■ WHAT IS EXPECTED ■
Gather every line in the entries below that contains the word "blue", and copy each of those lines in full.

[Box annotation data rows]
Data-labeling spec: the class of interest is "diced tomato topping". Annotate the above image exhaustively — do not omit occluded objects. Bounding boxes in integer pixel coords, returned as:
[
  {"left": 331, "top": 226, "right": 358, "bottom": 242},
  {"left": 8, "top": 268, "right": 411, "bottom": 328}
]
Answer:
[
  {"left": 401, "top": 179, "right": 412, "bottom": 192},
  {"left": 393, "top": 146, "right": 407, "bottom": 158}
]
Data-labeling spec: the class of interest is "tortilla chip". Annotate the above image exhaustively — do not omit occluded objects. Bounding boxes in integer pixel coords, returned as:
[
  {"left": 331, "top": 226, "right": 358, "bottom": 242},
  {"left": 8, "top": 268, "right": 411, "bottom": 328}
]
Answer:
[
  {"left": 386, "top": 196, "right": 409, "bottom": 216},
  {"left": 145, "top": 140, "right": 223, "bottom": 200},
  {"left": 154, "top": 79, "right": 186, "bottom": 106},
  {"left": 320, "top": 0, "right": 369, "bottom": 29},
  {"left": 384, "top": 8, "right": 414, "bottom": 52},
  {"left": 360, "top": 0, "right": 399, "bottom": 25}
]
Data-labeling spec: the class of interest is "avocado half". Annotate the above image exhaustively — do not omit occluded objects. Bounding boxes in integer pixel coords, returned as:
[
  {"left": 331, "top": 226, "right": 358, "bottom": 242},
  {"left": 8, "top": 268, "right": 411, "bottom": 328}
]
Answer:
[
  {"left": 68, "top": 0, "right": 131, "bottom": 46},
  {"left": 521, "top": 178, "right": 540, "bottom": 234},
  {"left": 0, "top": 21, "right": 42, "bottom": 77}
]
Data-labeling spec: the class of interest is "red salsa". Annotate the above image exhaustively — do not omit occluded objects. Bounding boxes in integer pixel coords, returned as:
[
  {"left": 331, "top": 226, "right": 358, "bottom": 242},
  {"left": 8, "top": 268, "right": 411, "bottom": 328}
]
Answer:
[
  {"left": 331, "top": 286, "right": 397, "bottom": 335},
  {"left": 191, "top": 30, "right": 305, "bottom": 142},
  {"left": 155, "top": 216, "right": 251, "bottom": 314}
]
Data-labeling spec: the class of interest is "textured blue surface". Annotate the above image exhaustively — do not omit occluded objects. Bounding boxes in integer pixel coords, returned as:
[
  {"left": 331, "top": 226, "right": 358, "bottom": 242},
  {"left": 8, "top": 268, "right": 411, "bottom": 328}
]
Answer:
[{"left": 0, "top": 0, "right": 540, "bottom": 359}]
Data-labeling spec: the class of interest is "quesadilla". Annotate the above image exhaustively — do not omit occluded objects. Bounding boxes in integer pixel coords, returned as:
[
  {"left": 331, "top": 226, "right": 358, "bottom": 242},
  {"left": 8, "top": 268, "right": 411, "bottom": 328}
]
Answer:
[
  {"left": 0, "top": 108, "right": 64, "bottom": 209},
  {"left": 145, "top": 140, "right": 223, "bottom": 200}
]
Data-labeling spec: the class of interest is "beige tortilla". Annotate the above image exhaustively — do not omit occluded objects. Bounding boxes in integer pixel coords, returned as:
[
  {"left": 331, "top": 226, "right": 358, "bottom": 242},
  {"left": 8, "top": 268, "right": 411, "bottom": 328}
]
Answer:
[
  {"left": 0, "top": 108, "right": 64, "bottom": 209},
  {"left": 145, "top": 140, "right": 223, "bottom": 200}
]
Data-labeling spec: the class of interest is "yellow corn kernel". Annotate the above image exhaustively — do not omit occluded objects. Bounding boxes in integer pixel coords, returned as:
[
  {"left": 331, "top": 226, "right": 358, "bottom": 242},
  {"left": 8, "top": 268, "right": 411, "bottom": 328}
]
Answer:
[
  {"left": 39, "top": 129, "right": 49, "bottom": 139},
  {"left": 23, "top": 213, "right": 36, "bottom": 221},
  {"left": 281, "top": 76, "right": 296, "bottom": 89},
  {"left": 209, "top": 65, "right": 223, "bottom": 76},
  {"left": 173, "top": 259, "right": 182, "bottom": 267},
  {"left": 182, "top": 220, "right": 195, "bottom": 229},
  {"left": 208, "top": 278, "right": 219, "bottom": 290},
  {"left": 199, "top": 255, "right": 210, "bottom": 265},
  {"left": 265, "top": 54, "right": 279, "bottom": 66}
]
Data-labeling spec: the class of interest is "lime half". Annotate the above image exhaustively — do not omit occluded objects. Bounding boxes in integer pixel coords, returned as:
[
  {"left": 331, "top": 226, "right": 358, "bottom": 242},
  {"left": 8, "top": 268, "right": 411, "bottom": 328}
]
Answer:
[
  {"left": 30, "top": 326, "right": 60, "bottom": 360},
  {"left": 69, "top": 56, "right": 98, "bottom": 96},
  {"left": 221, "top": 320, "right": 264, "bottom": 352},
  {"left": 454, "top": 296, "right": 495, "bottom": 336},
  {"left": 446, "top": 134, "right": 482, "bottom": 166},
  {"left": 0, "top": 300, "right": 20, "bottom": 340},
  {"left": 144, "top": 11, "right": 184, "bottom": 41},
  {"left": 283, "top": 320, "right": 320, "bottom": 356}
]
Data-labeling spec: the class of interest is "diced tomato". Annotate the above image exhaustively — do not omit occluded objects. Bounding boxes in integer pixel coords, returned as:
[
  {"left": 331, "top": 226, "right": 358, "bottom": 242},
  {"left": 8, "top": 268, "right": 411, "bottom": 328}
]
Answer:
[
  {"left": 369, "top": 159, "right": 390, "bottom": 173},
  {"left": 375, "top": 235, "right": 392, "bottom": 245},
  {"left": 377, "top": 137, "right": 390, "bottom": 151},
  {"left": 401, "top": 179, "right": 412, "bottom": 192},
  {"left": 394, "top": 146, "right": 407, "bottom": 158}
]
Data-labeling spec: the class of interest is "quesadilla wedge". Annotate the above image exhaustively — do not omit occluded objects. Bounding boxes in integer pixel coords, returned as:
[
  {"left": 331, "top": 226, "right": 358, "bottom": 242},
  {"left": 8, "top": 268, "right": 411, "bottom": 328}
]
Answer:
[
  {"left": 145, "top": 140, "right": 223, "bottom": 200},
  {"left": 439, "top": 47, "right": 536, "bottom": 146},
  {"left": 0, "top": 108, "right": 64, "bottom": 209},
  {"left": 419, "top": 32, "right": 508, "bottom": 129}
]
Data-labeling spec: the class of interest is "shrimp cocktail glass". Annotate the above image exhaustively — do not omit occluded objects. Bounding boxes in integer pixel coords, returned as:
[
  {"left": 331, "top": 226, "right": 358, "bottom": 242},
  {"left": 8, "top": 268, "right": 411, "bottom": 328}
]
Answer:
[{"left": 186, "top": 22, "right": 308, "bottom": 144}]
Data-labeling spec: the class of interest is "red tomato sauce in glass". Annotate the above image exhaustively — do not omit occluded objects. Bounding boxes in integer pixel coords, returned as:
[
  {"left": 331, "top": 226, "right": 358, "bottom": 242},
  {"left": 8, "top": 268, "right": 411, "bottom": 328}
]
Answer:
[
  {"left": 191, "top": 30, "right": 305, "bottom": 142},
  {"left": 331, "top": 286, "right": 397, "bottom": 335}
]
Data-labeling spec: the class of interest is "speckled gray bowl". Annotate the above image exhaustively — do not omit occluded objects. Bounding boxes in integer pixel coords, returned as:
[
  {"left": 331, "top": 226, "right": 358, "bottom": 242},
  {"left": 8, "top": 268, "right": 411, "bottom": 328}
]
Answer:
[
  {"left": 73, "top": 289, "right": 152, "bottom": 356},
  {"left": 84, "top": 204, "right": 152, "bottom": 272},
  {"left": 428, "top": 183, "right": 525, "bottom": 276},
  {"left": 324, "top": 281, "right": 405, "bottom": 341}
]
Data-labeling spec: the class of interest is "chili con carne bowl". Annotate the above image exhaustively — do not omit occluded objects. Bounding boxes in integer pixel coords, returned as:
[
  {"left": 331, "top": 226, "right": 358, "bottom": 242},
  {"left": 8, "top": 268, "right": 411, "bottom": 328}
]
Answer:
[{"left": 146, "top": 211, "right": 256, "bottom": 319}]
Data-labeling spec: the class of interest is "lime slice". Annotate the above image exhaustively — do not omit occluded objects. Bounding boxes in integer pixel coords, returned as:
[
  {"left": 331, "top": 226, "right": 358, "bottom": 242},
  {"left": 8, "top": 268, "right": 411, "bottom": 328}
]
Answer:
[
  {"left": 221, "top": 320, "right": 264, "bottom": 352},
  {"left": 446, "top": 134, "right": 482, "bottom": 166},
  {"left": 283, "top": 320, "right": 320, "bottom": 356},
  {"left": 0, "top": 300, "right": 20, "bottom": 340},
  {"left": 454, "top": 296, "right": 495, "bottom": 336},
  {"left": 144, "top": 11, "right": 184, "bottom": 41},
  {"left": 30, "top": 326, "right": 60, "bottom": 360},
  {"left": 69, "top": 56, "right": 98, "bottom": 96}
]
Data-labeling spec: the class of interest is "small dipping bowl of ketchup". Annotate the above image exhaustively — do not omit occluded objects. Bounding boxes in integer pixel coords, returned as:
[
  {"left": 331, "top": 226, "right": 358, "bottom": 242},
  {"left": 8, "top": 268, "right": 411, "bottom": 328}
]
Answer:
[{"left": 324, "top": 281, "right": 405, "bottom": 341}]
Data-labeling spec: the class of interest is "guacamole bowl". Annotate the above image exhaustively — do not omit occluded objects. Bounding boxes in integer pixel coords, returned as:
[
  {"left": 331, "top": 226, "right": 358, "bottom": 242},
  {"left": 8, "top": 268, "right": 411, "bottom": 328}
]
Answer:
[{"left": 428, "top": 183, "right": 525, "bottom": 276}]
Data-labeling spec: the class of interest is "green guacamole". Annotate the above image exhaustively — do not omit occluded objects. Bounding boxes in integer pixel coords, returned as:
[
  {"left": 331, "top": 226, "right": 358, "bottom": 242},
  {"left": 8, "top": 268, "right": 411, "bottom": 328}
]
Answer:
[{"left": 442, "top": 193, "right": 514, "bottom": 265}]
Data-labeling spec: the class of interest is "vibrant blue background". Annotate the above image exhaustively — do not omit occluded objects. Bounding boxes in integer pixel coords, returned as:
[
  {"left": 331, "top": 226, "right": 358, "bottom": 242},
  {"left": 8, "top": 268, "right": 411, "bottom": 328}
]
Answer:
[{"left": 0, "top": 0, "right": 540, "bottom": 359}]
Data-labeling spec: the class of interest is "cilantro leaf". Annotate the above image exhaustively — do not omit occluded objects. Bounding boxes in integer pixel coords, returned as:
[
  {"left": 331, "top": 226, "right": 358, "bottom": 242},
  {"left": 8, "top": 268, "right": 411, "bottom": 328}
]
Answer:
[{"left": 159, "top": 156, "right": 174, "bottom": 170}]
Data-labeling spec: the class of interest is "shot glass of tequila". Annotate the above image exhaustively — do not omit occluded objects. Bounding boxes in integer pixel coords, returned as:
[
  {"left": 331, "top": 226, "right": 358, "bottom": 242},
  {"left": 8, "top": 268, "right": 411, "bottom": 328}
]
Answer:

■ ANSWER IN FULL ■
Data-labeling spec: the class of interest is "textured blue surface". Annotate the above image exhaustively — do not omit occluded objects. Bounding boxes in integer pixel coords, returned as:
Data-labeling spec: the class of interest is "vibrant blue background". Annotate the above image exhaustively — do not omit occluded objects. Bounding boxes in integer pixel coords, returned as:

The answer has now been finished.